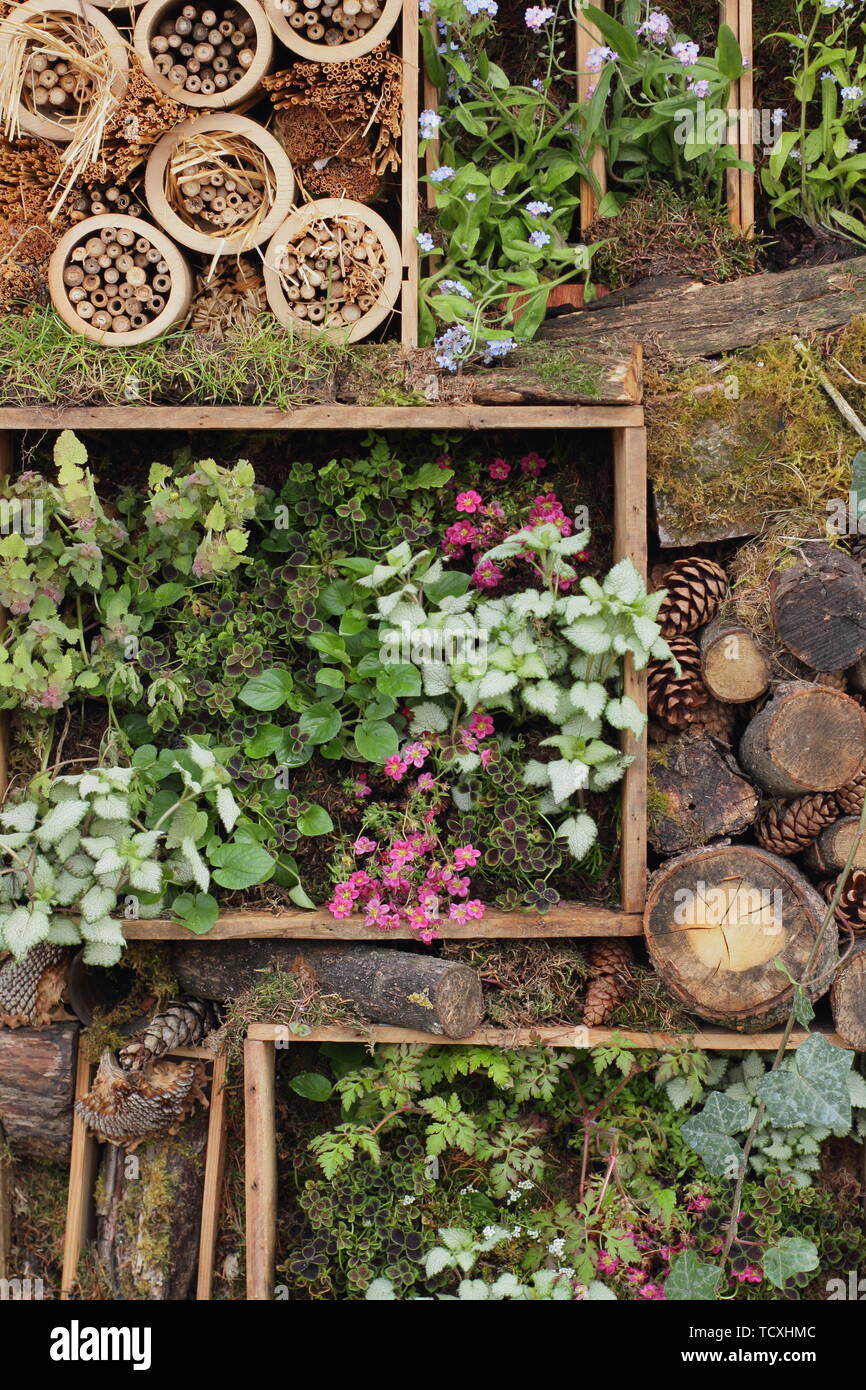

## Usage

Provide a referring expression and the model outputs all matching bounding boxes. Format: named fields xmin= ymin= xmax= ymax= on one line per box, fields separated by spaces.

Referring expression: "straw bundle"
xmin=164 ymin=131 xmax=277 ymax=250
xmin=0 ymin=11 xmax=126 ymax=217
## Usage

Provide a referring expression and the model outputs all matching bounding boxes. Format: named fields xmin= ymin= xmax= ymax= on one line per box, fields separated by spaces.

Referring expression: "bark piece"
xmin=740 ymin=681 xmax=866 ymax=796
xmin=805 ymin=816 xmax=866 ymax=874
xmin=644 ymin=845 xmax=838 ymax=1031
xmin=770 ymin=541 xmax=866 ymax=671
xmin=0 ymin=1022 xmax=79 ymax=1163
xmin=830 ymin=942 xmax=866 ymax=1052
xmin=649 ymin=737 xmax=758 ymax=855
xmin=701 ymin=617 xmax=770 ymax=705
xmin=172 ymin=941 xmax=484 ymax=1037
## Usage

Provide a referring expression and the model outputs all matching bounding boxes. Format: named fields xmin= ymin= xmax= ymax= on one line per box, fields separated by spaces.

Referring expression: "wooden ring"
xmin=145 ymin=111 xmax=295 ymax=256
xmin=49 ymin=213 xmax=192 ymax=348
xmin=0 ymin=0 xmax=129 ymax=145
xmin=132 ymin=0 xmax=274 ymax=110
xmin=264 ymin=0 xmax=400 ymax=63
xmin=263 ymin=197 xmax=403 ymax=343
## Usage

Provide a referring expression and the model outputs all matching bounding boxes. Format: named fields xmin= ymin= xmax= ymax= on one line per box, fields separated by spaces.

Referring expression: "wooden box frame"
xmin=243 ymin=1023 xmax=845 ymax=1301
xmin=0 ymin=406 xmax=646 ymax=941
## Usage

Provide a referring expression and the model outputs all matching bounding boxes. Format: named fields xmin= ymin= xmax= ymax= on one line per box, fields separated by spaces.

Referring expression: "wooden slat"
xmin=400 ymin=3 xmax=418 ymax=348
xmin=122 ymin=902 xmax=644 ymax=941
xmin=196 ymin=1056 xmax=227 ymax=1302
xmin=575 ymin=0 xmax=607 ymax=231
xmin=247 ymin=1023 xmax=847 ymax=1052
xmin=60 ymin=1047 xmax=99 ymax=1298
xmin=0 ymin=404 xmax=644 ymax=430
xmin=613 ymin=430 xmax=646 ymax=913
xmin=243 ymin=1037 xmax=277 ymax=1301
xmin=738 ymin=0 xmax=755 ymax=236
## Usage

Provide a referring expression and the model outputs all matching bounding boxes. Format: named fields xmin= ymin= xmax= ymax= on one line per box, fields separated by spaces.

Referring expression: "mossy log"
xmin=172 ymin=941 xmax=484 ymax=1038
xmin=699 ymin=616 xmax=770 ymax=705
xmin=0 ymin=1022 xmax=79 ymax=1163
xmin=96 ymin=1111 xmax=207 ymax=1302
xmin=830 ymin=942 xmax=866 ymax=1052
xmin=539 ymin=256 xmax=866 ymax=357
xmin=770 ymin=541 xmax=866 ymax=671
xmin=740 ymin=681 xmax=866 ymax=796
xmin=644 ymin=845 xmax=838 ymax=1033
xmin=649 ymin=737 xmax=758 ymax=855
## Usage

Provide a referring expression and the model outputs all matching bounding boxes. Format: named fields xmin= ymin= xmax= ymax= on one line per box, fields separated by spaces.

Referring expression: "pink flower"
xmin=455 ymin=845 xmax=481 ymax=869
xmin=520 ymin=449 xmax=548 ymax=478
xmin=471 ymin=560 xmax=502 ymax=589
xmin=402 ymin=744 xmax=430 ymax=767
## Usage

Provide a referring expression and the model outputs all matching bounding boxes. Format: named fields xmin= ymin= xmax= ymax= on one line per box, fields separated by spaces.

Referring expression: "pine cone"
xmin=118 ymin=998 xmax=217 ymax=1072
xmin=75 ymin=1048 xmax=207 ymax=1151
xmin=833 ymin=767 xmax=866 ymax=816
xmin=646 ymin=637 xmax=709 ymax=728
xmin=0 ymin=941 xmax=70 ymax=1029
xmin=584 ymin=940 xmax=634 ymax=1029
xmin=755 ymin=792 xmax=840 ymax=855
xmin=659 ymin=555 xmax=727 ymax=637
xmin=823 ymin=869 xmax=866 ymax=937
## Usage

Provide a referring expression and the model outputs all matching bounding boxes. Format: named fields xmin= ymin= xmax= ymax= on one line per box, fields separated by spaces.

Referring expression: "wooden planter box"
xmin=0 ymin=406 xmax=646 ymax=941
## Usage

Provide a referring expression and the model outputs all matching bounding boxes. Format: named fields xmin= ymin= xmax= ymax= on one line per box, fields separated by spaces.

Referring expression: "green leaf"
xmin=354 ymin=721 xmax=399 ymax=763
xmin=297 ymin=701 xmax=343 ymax=744
xmin=238 ymin=666 xmax=295 ymax=710
xmin=171 ymin=892 xmax=220 ymax=937
xmin=760 ymin=1236 xmax=817 ymax=1289
xmin=683 ymin=1091 xmax=749 ymax=1180
xmin=289 ymin=1072 xmax=334 ymax=1101
xmin=664 ymin=1250 xmax=721 ymax=1302
xmin=758 ymin=1033 xmax=853 ymax=1131
xmin=210 ymin=841 xmax=277 ymax=891
xmin=296 ymin=805 xmax=334 ymax=835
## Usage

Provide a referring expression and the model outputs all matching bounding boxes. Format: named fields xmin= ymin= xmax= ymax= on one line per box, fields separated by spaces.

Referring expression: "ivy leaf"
xmin=171 ymin=892 xmax=220 ymax=937
xmin=758 ymin=1033 xmax=853 ymax=1131
xmin=760 ymin=1236 xmax=817 ymax=1289
xmin=664 ymin=1250 xmax=721 ymax=1302
xmin=683 ymin=1091 xmax=749 ymax=1179
xmin=289 ymin=1072 xmax=334 ymax=1102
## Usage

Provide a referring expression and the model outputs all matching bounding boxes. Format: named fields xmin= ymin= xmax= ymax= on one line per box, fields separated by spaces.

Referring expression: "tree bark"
xmin=701 ymin=617 xmax=770 ymax=705
xmin=830 ymin=942 xmax=866 ymax=1052
xmin=649 ymin=737 xmax=758 ymax=855
xmin=96 ymin=1111 xmax=207 ymax=1302
xmin=805 ymin=816 xmax=866 ymax=876
xmin=770 ymin=541 xmax=866 ymax=671
xmin=539 ymin=256 xmax=866 ymax=359
xmin=644 ymin=845 xmax=838 ymax=1031
xmin=172 ymin=941 xmax=484 ymax=1037
xmin=740 ymin=681 xmax=866 ymax=796
xmin=0 ymin=1022 xmax=79 ymax=1163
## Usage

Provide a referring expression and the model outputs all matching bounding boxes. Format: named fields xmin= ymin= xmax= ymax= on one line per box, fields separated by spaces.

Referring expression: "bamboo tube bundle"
xmin=135 ymin=0 xmax=272 ymax=107
xmin=0 ymin=0 xmax=129 ymax=207
xmin=264 ymin=199 xmax=402 ymax=342
xmin=49 ymin=214 xmax=192 ymax=345
xmin=145 ymin=113 xmax=295 ymax=256
xmin=267 ymin=0 xmax=400 ymax=63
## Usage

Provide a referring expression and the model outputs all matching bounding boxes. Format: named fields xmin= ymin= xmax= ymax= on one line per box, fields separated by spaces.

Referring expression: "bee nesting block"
xmin=265 ymin=0 xmax=402 ymax=63
xmin=133 ymin=0 xmax=274 ymax=108
xmin=264 ymin=199 xmax=402 ymax=342
xmin=145 ymin=113 xmax=295 ymax=256
xmin=0 ymin=0 xmax=129 ymax=145
xmin=49 ymin=213 xmax=192 ymax=346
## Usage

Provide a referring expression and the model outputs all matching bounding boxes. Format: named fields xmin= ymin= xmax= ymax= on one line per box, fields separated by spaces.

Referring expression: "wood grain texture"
xmin=124 ymin=902 xmax=644 ymax=942
xmin=243 ymin=1036 xmax=277 ymax=1301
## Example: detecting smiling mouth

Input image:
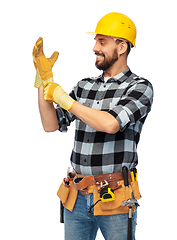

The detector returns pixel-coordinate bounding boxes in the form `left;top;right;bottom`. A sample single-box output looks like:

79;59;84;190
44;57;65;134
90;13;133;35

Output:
95;54;104;60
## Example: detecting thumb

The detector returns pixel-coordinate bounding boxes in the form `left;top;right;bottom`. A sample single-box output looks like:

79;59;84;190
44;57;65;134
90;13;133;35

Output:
48;51;59;67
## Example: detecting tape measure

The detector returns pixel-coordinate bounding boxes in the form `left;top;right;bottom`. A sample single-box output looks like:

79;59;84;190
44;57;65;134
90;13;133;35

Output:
--
Aufgabenziel |
Gib die Zeilen vom Anfang bis einschließlich der Zeile mit "xmin=263 ymin=197 xmax=403 ymax=343" samt Anfragetexten erneut aus und verschiebe dabei jeden Koordinatenwert der Begrenzungsrahmen in den Antworten um 129. Die Bilder lässt du in der Ausgabe weg.

Schriftliche Antwort |
## Usage

Provide a referring expression and the model outputs all matching bounding boxes. Format: named fields xmin= ymin= xmax= ymax= on one line per box, fields separated by spaces.

Referring expression: "straw bundle"
xmin=293 ymin=260 xmax=406 ymax=379
xmin=129 ymin=140 xmax=255 ymax=346
## Usage

Provide a referring expression and the model outputs all matching bounding boxes. Format: named fields xmin= ymin= xmax= ymax= on one line per box, fields separated by spaces.

Referring expression: "bark piece"
xmin=869 ymin=810 xmax=995 ymax=925
xmin=934 ymin=945 xmax=995 ymax=1003
xmin=773 ymin=974 xmax=967 ymax=1160
xmin=899 ymin=670 xmax=995 ymax=800
xmin=129 ymin=1151 xmax=208 ymax=1292
xmin=959 ymin=1071 xmax=995 ymax=1181
xmin=778 ymin=866 xmax=887 ymax=984
xmin=830 ymin=746 xmax=899 ymax=834
xmin=301 ymin=1070 xmax=613 ymax=1166
## Usage

Provide a referring expression and the model outputs all matching bounding boxes. Format: named fields xmin= ymin= xmax= ymax= on one line per box, fields separated by spaces.

Referring expression: "wooden ring"
xmin=274 ymin=240 xmax=424 ymax=385
xmin=178 ymin=342 xmax=321 ymax=477
xmin=129 ymin=129 xmax=258 ymax=274
xmin=261 ymin=129 xmax=403 ymax=239
xmin=393 ymin=129 xmax=529 ymax=192
xmin=392 ymin=326 xmax=532 ymax=472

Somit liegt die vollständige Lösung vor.